Смекни!
smekni.com

Опыт сравнительного анализа приема подтекста в языке и литературе (стр. 4 из 7)

"Турбину толстый, золотой, с теплыми руками, сделал чудодейственный укол в здоровую руку, и через несколько минут серые фигуры перестали безобразничать" (М. Булгаков. "Белая гвардия") [13, с.23-30].

Употребление синтаксических единиц в несвойственной им позиции предполагает нарушение их функциональных возможностей и позволяет концептуально выделить данную единицу. Например:

"Отец мой был похож на ворона" (начало рассказа И. Бунина "Ворон").

Указывать на существование скрытых смыслов могут специальные графические знаки: пунктуационные, курсив, разрядка и т.п., которые сами по себе имеют достаточно абстрактное значение, но могут служить знаком присутствия в тексте скрытой информации.
==========
--- ЗАДАНИЕ A ---
Замени «ворона» на «филина» и перепиши отрывок текста о подтексте от слов «Употребление синтаксических единиц» до слов «тексте скрытой информации.» включительно.
--- ЗАДАНИЕ B ---
Какие графические знаки, согласно тексту о подтексте, могут указывать на существование скрытых смыслов?
==========
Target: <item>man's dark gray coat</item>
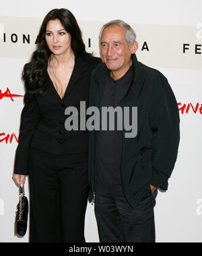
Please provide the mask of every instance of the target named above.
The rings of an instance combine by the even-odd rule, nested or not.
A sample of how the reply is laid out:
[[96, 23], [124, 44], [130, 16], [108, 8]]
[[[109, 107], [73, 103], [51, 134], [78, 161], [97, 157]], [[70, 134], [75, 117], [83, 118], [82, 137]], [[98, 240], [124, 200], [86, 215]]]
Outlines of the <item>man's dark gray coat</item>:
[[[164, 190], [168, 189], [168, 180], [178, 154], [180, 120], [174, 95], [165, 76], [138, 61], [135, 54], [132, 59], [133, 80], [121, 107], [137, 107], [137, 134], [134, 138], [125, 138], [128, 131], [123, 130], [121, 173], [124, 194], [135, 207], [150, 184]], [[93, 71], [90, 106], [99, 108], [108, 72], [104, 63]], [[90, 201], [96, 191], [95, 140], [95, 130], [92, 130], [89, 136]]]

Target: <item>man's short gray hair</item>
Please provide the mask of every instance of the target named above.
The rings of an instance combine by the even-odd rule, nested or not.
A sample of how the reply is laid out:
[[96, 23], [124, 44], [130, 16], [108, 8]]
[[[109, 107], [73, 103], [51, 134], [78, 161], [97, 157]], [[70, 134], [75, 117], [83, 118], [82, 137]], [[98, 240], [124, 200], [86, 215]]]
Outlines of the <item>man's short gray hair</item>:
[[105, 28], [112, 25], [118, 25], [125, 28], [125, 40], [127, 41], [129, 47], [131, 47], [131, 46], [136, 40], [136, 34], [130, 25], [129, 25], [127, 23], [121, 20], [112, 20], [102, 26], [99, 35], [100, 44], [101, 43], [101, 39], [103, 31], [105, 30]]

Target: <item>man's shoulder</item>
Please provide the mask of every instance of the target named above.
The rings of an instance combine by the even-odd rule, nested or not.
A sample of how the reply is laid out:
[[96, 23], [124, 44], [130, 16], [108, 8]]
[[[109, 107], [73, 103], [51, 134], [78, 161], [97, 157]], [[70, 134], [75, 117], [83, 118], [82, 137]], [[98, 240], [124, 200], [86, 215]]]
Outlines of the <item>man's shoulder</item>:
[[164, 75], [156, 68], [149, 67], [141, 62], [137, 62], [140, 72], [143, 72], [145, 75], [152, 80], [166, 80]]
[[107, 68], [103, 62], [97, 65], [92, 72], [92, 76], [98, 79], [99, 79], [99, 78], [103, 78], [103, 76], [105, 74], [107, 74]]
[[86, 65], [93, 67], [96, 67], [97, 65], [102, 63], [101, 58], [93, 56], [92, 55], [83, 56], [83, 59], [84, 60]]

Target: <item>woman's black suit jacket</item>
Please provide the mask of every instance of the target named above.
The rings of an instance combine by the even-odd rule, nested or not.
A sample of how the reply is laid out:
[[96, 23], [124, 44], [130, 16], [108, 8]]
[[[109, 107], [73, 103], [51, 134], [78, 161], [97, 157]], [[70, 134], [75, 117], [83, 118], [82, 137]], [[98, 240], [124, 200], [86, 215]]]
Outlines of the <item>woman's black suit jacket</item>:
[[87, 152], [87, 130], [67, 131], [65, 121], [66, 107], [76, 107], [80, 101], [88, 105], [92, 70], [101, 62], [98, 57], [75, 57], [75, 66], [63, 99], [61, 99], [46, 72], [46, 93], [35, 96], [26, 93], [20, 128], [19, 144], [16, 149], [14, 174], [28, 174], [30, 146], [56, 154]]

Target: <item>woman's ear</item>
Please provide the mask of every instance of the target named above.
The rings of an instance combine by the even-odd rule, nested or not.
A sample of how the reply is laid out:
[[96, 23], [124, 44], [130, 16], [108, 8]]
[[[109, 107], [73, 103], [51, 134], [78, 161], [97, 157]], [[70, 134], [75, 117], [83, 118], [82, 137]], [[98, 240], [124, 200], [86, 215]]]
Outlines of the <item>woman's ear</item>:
==========
--- ОТВЕТ A ---
Употребление синтаксических единиц в несвойственной им позиции предполагает нарушение их функциональных возможностей и позволяет концептуально выделить данную единицу. Например:

"Отец мой был похож на филина" (начало рассказа И. Бунина "Ворон").

Указывать на существование скрытых смыслов могут специальные графические знаки: пунктуационные, курсив, разрядка и т.п., которые сами по себе имеют достаточно абстрактное значение, но могут служить знаком присутствия в тексте скрытой информации.

--- ОТВЕТ B ---
Пунктуационные знаки, курсив, разрядка и т.п.